[Object position labeling entries]
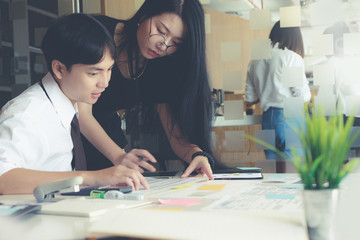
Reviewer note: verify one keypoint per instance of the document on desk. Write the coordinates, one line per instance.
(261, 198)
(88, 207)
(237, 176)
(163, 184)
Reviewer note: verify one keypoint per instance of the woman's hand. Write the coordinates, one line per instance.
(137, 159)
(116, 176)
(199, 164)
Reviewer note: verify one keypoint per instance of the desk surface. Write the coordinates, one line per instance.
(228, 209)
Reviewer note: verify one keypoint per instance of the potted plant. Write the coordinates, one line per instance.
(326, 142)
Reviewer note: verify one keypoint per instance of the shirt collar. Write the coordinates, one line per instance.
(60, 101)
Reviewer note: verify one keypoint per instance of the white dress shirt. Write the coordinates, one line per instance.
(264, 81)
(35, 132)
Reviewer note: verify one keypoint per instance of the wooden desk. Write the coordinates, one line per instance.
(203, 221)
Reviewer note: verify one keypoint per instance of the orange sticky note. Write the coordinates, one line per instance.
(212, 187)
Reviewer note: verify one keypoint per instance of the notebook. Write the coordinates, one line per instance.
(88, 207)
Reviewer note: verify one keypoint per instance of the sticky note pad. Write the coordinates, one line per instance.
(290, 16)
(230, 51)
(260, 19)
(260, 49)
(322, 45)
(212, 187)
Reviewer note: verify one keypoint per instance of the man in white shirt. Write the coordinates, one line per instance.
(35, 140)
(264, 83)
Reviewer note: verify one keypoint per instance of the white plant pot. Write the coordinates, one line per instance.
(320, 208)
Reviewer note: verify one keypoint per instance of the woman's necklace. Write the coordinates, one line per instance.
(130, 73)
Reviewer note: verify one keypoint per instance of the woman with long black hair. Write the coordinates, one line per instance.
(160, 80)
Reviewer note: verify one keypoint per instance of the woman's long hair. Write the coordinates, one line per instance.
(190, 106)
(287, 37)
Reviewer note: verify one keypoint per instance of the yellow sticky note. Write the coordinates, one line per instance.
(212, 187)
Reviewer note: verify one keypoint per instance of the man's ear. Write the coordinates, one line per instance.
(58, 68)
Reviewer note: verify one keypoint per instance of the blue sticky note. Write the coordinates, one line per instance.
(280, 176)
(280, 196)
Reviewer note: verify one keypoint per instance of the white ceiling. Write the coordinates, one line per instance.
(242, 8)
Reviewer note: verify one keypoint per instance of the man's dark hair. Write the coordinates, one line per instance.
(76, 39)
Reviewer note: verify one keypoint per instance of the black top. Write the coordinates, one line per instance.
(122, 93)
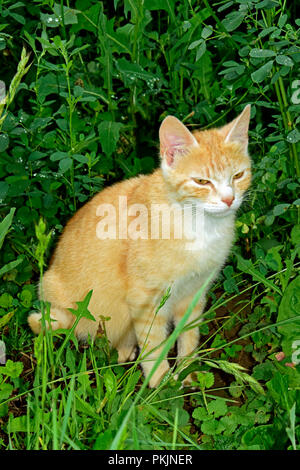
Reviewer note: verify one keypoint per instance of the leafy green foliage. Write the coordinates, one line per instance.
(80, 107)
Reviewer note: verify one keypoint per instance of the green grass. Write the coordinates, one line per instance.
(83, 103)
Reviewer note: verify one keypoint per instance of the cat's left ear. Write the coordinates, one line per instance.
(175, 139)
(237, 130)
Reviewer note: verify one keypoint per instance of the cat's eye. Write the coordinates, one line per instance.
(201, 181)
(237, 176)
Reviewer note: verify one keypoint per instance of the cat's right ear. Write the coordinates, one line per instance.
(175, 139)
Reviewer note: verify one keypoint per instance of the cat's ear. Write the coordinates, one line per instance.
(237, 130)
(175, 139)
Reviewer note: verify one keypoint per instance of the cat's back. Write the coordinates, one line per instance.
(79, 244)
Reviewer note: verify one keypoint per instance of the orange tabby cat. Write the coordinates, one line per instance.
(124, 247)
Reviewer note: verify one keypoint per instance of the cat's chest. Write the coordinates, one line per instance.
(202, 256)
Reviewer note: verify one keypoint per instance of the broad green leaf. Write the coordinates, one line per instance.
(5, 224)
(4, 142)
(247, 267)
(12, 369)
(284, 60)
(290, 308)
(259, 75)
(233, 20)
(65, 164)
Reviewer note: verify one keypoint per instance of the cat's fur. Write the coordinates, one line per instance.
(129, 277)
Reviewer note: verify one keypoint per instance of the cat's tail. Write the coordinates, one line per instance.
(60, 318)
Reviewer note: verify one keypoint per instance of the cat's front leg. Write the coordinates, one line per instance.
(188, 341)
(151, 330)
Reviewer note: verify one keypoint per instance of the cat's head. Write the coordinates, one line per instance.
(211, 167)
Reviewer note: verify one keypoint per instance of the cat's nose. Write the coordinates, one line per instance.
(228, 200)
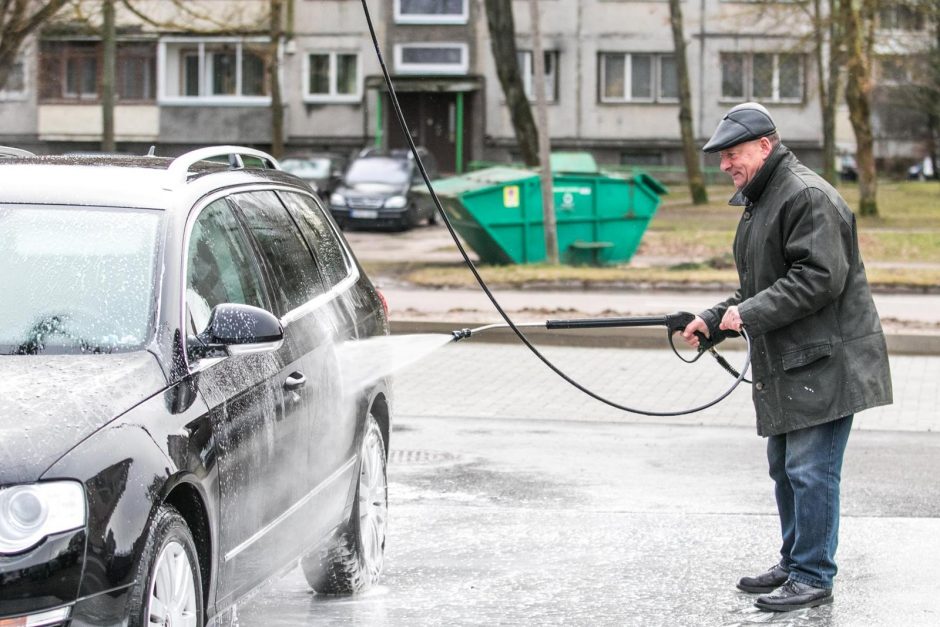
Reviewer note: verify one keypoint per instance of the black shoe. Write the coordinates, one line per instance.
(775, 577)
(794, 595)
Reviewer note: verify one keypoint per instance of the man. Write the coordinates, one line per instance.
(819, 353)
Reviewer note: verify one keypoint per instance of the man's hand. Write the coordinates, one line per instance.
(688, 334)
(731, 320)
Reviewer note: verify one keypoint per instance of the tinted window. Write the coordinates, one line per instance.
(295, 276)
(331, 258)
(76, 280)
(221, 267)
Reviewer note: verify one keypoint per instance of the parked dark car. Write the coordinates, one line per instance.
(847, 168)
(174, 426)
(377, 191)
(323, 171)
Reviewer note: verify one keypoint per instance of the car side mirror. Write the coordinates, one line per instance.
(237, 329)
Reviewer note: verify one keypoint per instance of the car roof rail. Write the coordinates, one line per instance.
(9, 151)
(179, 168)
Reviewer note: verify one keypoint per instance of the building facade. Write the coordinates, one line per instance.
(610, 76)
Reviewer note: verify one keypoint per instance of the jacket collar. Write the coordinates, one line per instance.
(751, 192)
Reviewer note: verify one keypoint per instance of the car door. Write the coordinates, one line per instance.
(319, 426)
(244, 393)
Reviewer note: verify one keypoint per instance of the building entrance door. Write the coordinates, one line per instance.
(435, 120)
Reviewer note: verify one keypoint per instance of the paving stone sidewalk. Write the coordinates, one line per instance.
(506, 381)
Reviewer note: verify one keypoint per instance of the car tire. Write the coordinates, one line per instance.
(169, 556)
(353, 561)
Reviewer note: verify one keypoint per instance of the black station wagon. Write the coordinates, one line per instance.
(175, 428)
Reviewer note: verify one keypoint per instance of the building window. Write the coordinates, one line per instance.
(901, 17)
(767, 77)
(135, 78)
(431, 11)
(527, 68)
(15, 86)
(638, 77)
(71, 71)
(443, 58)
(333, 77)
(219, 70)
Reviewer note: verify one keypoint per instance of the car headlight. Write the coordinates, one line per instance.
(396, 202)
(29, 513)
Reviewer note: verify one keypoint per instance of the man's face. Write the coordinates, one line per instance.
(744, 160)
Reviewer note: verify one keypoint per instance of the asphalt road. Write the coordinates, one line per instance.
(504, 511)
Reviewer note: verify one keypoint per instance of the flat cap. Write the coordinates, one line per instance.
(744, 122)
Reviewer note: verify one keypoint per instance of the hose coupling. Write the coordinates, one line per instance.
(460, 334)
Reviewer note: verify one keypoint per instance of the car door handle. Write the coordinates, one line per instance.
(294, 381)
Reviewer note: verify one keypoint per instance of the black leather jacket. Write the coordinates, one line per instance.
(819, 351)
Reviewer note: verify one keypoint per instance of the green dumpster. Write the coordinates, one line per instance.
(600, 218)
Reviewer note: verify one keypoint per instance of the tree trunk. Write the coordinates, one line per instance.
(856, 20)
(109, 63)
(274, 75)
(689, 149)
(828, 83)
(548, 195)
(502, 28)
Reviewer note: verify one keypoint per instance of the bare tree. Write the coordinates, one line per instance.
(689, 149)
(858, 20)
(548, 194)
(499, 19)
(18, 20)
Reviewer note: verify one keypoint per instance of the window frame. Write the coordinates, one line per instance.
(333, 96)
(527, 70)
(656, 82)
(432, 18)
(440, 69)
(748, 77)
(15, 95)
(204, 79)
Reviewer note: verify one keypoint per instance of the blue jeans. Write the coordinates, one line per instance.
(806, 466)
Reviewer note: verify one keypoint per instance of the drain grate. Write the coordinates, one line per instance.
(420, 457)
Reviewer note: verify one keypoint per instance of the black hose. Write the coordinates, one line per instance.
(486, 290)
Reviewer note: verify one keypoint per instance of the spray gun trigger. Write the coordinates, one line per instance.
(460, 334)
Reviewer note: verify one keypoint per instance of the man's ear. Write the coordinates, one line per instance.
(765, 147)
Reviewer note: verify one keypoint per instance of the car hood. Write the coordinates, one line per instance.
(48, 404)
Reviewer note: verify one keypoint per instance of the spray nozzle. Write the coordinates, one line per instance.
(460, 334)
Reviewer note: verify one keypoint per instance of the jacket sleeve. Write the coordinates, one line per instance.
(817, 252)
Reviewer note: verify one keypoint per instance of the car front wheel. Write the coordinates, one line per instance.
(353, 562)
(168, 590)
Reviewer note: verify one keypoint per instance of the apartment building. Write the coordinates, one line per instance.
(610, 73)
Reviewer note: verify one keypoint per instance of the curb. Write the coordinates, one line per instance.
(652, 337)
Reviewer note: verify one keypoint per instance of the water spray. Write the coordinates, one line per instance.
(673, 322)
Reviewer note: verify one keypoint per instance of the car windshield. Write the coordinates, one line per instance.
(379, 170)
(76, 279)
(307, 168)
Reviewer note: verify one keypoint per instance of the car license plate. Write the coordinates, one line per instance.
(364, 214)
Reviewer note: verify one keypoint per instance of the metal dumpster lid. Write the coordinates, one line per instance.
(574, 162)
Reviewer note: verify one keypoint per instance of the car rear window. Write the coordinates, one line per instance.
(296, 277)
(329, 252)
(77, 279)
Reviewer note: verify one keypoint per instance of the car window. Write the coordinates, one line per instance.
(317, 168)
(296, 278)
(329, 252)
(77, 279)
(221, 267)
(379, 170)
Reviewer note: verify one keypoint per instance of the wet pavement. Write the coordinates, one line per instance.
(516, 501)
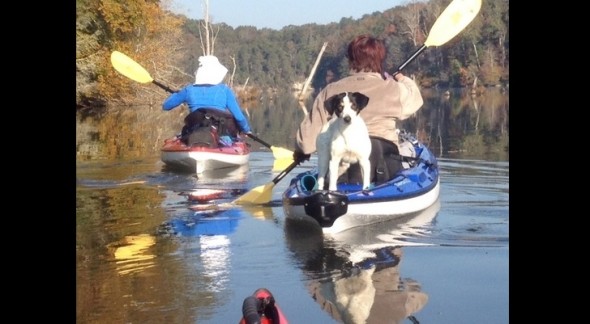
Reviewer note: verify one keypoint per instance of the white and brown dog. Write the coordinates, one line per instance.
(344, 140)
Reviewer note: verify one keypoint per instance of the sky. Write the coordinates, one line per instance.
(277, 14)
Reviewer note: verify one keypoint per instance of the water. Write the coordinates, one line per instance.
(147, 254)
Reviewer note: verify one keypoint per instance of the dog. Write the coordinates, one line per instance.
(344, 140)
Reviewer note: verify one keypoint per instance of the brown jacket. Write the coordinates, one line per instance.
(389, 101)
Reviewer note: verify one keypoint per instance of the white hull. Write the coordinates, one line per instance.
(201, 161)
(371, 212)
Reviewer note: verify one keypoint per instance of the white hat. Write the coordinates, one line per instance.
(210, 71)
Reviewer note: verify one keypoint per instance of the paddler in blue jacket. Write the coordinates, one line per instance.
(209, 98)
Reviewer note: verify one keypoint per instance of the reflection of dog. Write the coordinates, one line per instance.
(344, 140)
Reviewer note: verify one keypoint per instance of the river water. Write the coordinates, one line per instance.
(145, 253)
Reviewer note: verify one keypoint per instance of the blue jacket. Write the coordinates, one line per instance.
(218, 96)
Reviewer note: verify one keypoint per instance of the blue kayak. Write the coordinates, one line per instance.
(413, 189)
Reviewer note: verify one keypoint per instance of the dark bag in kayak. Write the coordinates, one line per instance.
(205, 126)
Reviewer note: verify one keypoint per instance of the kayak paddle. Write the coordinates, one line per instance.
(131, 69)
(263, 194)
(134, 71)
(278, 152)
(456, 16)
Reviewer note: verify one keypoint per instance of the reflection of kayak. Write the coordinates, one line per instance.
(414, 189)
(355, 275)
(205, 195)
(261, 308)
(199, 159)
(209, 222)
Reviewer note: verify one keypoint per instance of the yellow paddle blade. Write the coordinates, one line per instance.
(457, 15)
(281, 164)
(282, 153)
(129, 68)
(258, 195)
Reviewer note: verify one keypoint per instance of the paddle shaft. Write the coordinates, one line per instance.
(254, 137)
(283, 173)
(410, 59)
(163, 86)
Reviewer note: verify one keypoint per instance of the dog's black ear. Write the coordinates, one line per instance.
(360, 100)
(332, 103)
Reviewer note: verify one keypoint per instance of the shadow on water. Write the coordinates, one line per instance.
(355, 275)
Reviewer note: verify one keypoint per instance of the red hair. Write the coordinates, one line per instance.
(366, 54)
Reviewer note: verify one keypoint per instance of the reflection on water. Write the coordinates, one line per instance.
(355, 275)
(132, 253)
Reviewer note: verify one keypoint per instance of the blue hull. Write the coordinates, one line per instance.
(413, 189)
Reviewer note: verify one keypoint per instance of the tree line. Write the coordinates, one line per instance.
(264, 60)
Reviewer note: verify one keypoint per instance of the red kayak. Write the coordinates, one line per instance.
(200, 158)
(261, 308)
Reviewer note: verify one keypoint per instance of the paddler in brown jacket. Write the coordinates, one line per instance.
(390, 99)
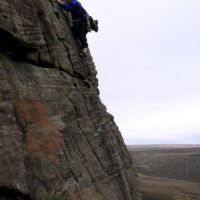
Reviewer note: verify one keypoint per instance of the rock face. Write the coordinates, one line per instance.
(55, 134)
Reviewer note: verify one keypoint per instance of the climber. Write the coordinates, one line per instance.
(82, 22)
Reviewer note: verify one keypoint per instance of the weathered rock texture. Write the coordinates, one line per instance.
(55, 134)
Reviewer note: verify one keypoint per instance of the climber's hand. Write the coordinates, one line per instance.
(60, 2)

_Stated exercise_. Reproduce exactly and only the lines from the one with "blade. Write the coordinates, one line per instance." through the last entry, both included, excluding every picture.

_Solution to this exercise_.
Reviewer note: verify one keypoint per instance of the yellow paddle blade. Write the coordinates, one line per instance.
(457, 15)
(281, 164)
(282, 153)
(129, 68)
(258, 195)
Reviewer note: verify one keypoint per instance of the paddle shaft. Write the coordinates, one line per instance.
(254, 137)
(283, 173)
(410, 59)
(163, 86)
Reviewer note: verify one keypoint per instance of the dog's black ear. Write the coordinates, one line per instance.
(360, 100)
(332, 103)
Reviewer note: verify one keypoint per instance of the shadow on water. Write the coordinates, one line per instance.
(355, 275)
Reviewer note: verify one keypoint per instance of the red hair. Write the coordinates, one line per instance.
(366, 54)
Reviewer note: verify one keypoint per instance of the reflection on water. Write the coordinates, one line per instance.
(355, 275)
(132, 253)
Reviewer note: verify one keypoint per instance of the blue hull. Write the coordinates, one line per instance.
(413, 189)
Reviewer note: verify one keypoint per instance of the tree line. Write the coordinates, one line per instance.
(264, 60)
Reviewer note: verify one keypoint per instance of the red kayak. Write the coordinates, one line per instance.
(200, 158)
(261, 308)
Reviewer note: verify one keypoint per instance of the paddler in brown jacket. Write the coordinates, one line per instance.
(390, 99)
Reviewer note: verify one keypoint per instance of the rock face. Write the coordinates, one line per instance.
(55, 134)
Reviewer note: verify one keypoint per instance of the climber. Write the coordinates, one line per instance.
(82, 22)
Reviewer note: verify one keypoint per instance of the weathered rock texture. Write the coordinates, one line per instance.
(55, 134)
Reviewer note: verify one keypoint per instance of the climber's hand. Write the coordinates, one line per instance.
(60, 2)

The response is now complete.